» Excerpt:

# # # # # # #

Death was a reality for everybody of every age. Superstition and humility in the face of death were guiding principles for many stories.
Today the infant mortality rate is low and families are smaller, but separation threatens in another way. The divorce rate is increasing and stepmothers and stepfathers enter many children’s lives.
Children who lived in the country during early industrialisation had to work.
Children were mouths to feed, but also hands that could work. From the age of three all children helped with the work. Until 60-70 years ago many children went into service at the age of ten as shepherd boys, stable boys or scullery maids in the kitchen. In the cities they got small jobs at the factories, and apart from that the boys could serve as messengers for the craftsmen and the girls as domestic help.
Until 50 years ago all children, except those from the wealthier classes, went into service at the age of 14, the girls as maids, the boys as farm hands or junior apprentices. When the girls had time off they wove, sewed and embroidered clothes and linen – but what did the boys do with their rare spare time while the girls knitted and embroidered?
Schooling and children’s institutions
Boys had the opportunity of schooling long before it became common to offer this to girls. In the larger cities grammar schools were built for boys and several convents had boys’ schools while only a few convents offered girls’ schools as well.
In 1814 Denmark passed the bill of common schools (when did this happen in other countries?) and both girls and boys between the ages of seven and fourteen went to school. However, the discrimination continued as only boys had access to further education and it was not until 1903 that girls were allowed to enter public high schools. In the 17th century Chr. IV’s institution for homeless children was built in Copenhagen and in 1787 the Convent of Our Lady in Århus started a ’spinning school’ for the hopelessly poor, i.e. homeless children. Around 1900 day nurseries were set up to take care of the children of single or married working class mothers during the day while the mothers worked – the forerunners of kindergartens and day-care centers.
At the same time a number of reformatories were founded for older children who misbehaved, as well as institutions for disabled, retarded or other children who were difficult to handle at home. Until the 1970s, reformatories were divided into girls' homes and boys' homes.
Sweden declared the 20th century the century of childhood (Ellen Key), which meant that a new educational theory based on children’s needs, was about to replace the old idea of beating sense into children.

# # # # # # #

» Given instruction:
Write down, word for word, the part of the excerpt on children's lives starting at "Sweden declared the" and ending at "sense into children.". The material after this text isn't needed.

# # # # # # #

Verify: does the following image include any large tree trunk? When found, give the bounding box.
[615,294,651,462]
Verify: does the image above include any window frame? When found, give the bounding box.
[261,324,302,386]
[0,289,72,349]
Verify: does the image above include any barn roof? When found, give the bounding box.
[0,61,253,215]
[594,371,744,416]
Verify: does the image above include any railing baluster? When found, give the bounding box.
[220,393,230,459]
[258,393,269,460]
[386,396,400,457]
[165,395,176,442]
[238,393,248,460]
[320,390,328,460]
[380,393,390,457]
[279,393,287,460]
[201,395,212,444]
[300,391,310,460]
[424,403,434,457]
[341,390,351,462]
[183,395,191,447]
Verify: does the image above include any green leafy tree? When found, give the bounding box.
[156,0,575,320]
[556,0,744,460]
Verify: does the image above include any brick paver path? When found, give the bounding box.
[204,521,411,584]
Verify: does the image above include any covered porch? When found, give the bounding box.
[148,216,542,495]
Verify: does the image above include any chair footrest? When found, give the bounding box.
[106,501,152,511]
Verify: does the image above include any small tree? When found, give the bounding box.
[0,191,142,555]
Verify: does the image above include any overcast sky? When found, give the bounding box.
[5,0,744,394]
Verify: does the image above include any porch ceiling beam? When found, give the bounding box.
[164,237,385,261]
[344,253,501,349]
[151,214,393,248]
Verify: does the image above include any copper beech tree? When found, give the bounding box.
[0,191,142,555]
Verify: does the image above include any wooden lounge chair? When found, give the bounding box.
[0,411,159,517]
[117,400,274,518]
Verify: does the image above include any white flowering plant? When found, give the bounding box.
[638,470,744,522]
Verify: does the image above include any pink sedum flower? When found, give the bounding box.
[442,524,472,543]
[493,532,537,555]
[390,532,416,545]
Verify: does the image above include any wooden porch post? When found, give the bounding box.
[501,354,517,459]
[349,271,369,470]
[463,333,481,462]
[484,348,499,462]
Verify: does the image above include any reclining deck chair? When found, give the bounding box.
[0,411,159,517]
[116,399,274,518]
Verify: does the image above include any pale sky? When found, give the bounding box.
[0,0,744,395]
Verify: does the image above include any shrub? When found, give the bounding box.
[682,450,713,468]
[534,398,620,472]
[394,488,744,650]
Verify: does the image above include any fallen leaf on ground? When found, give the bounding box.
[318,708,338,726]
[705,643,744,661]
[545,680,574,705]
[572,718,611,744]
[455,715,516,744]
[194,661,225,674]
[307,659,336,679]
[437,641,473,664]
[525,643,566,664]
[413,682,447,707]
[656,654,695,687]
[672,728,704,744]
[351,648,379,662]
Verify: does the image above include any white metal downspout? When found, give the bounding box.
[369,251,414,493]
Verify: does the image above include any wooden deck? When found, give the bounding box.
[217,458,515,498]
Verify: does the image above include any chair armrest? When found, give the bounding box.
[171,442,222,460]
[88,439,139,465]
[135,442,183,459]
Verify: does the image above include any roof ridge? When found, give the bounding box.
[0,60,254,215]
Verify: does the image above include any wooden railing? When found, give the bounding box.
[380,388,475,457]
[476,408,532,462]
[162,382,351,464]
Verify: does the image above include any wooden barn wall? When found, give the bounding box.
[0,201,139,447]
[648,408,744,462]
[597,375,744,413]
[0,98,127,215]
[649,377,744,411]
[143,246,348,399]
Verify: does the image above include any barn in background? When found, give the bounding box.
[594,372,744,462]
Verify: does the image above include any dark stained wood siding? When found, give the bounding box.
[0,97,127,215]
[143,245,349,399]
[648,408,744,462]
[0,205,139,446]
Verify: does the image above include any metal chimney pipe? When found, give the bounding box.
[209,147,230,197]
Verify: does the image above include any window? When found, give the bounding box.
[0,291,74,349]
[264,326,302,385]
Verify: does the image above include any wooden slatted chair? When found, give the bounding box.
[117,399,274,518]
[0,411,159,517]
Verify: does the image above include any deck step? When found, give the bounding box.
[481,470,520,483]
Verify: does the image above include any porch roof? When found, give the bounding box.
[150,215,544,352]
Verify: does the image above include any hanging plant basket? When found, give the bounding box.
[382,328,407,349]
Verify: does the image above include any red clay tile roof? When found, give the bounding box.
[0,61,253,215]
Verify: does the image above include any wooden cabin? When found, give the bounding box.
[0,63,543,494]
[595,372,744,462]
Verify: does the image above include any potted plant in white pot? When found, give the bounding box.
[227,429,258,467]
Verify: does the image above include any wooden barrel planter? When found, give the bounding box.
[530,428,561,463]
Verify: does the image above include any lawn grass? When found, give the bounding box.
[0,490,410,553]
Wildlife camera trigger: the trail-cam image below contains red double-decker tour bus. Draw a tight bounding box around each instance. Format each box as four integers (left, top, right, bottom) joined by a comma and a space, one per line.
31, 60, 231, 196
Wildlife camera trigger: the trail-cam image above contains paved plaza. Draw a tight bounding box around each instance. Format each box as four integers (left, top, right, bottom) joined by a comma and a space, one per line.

# # # # # # #

» Task result:
Sweden declared the 20th century the century of childhood (Ellen Key), which meant that a new educational theory based on children’s needs, was about to replace the old idea of beating sense into children.